Document segment
To: PROLIFE who wrote (1709)2/11/2004 9:41:40 PM
From: lorneRead Replies (3) | Respond to of 81568
 
Kerry wanted U.N.
to lead U.S. troops
Harvard paper unearths old interview, candidate favored elimination of CIA
: February 11, 2004

The Harvard Crimson newspaper has unearthed a 1970 interview with John Kerry in which the then-congressional candidate said he favored eliminating the CIA and having the United States military deployed only by the authority of the United Nations.

"I'm an internationalist," Kerry told The Harvard Crimson 10 months after returning home from Vietnam. "I'd like to see our troops dispersed through the world only at the directive of the United Nations."

The Crimson said in a story today the decorated veteran "spoke in fierce terms during his daylong interview" Feb. 13, 1970, with the paper's Samuel Z. Goldhaber.

Kerry, who enjoys a commanding lead for the Democratic presidential nomination, told Goldhaber he wanted "to almost eliminate CIA activity."

"The CIA is fighting its own war in Laos and nobody seems to care," Kerry said.

The Massachusetts senator's campaign did not comment on the remarks, the Crimson reported, but noted the candidate has said he supports the autonomy of the U.S. military and has not called for a scale-back of CIA operations.

Kerry came across in the interview as "a fiery, novice politician inspired by his opposition to the Vietnam War," the campus paper said.

Parts of the exercise
**A.** List every remark the Kerry article quotes Kerry himself as saying, in the order they appear.
**B.** Pick up the Kerry article after its last sentence and write the next paragraph.

Data entries
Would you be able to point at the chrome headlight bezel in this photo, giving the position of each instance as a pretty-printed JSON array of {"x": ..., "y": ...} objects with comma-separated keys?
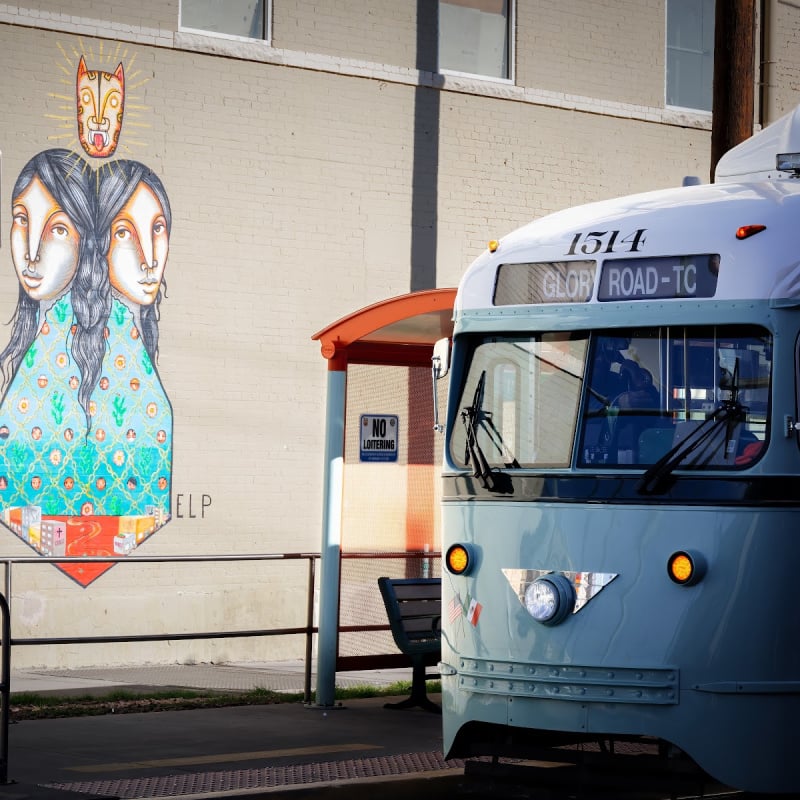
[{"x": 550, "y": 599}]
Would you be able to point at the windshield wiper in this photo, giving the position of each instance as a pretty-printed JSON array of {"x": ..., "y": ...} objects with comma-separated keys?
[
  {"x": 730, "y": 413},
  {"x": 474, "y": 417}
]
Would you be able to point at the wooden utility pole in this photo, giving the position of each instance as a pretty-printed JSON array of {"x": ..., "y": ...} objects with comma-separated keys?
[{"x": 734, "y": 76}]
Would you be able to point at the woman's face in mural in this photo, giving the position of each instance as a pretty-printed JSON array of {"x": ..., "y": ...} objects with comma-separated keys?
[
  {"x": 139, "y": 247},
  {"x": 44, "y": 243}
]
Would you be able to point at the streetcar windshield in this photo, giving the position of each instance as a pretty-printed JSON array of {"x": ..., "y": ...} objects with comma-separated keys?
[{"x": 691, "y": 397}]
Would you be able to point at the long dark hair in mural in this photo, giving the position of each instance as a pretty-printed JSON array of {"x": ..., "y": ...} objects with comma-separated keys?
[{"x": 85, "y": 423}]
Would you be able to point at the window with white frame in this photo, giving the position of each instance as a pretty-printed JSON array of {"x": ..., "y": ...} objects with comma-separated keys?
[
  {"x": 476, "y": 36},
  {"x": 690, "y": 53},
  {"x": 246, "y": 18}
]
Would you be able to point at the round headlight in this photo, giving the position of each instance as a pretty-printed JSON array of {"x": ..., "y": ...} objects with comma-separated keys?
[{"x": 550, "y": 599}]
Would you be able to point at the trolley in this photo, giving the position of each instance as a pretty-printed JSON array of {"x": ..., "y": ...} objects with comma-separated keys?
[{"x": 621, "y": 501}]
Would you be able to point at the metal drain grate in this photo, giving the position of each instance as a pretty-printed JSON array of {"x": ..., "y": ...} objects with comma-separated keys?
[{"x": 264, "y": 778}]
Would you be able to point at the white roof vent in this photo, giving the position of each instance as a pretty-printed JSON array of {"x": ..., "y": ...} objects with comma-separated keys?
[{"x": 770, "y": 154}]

Responses per task
**A.**
1. "I'm an internationalist"
2. "I'd like to see our troops dispersed through the world only at the directive of the United Nations."
3. "to almost eliminate CIA activity."
4. "The CIA is fighting its own war in Laos and nobody seems to care"

**B.**
Goldhaber told the Crimson yesterday, "He struck me as very ambitious. He struck me as the sort of person – even back then, newly returned from Vietnam – who was thinking about running for president."

Former Secretary of Labor Robert B. Reich told the Crimson he thought Kerry's 1970 remarks were appropriate and "completely understandable" in the context of the Vietnam War.

A spokesperson for President Bush's reelection campaign, however, said the statements showed Kerry's weakness on defense.

"President Bush will never cede the best interests of the national security of the American people to anybody but the president of the United States, along with the Congress," said the spokesperson, Kevin A. Madden.

Harvard grad Adam Clymer, political director of the National Annenberg Election Survey at the University of Pennsylvania, said he expects the comments to be useful to the Bush campaign.

"If I were them, I'd use this," said Clymer. "I'd use it in direct mail."